### [Extract to read]
▼▼▼

Moroccan-spiced Carrot Fritters

Jun 30, 2023

I love fritters in all forms and always have fun playing around with different fillings, depending on what is in season.

Fritters, cakes, patties, croquettes… whatever you choose to call them, are simple to put together and make for a fantastic appetizer, snack or even a main meal year round served with a salad or other side.

Check out my butternut-potato cakes with lemon-dill yogurt sauce that serve as my fall and winter fritters and are equally delicious and even made it to the LiveKindly site a few years back.

Right now, there are so many gorgeous bunches of carrots out there and they are at their sweetest, most flavorful this time of year. My husband picked up this colorful bunch at the green market at NYC’s Union Square last week and they were perfect for today’s recipe.

My fritters took on some North-African spices in form of ras el-hanout, a spice blend with sweet, bitter and floral notes, as well as some cumin and coriander. If you can’t find these spices, you could easily leave them out as the flavors of carrots in season are wonderful on their own. Sweet and earthy, they also have a delicate texture that works in this fritter form. Just make sure to season them liberally with kosher or sea salt to bring out those notes.

▲▲▲

### [Problem requirements]
In the carrot fritter post, where did the writer's husband pick up the bunch of carrots?

### [Stored records]
▼▼▼

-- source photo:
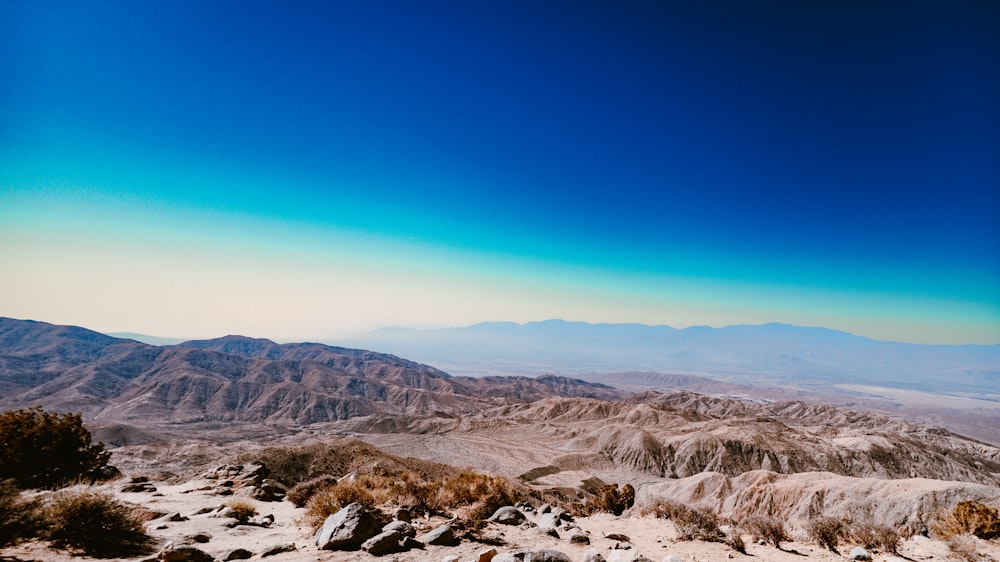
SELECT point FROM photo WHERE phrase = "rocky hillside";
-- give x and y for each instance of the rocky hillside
(682, 434)
(238, 379)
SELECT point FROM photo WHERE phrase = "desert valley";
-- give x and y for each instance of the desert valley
(273, 417)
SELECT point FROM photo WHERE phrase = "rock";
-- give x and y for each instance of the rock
(626, 556)
(549, 521)
(519, 555)
(347, 529)
(508, 515)
(547, 555)
(277, 549)
(442, 536)
(859, 553)
(185, 554)
(579, 538)
(401, 527)
(410, 543)
(385, 542)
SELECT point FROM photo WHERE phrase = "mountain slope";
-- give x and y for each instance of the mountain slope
(236, 378)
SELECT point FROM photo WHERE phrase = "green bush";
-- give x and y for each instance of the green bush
(95, 524)
(19, 518)
(42, 449)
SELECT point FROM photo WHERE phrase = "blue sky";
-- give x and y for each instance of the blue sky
(316, 169)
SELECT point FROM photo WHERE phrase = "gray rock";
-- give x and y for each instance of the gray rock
(238, 554)
(547, 555)
(277, 549)
(409, 543)
(385, 542)
(442, 536)
(401, 527)
(579, 538)
(859, 553)
(508, 515)
(347, 529)
(185, 554)
(549, 521)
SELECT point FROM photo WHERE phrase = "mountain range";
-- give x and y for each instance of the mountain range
(769, 353)
(235, 378)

▲▲▲

### [Completed exercise]
At the green market at NYC's Union Square.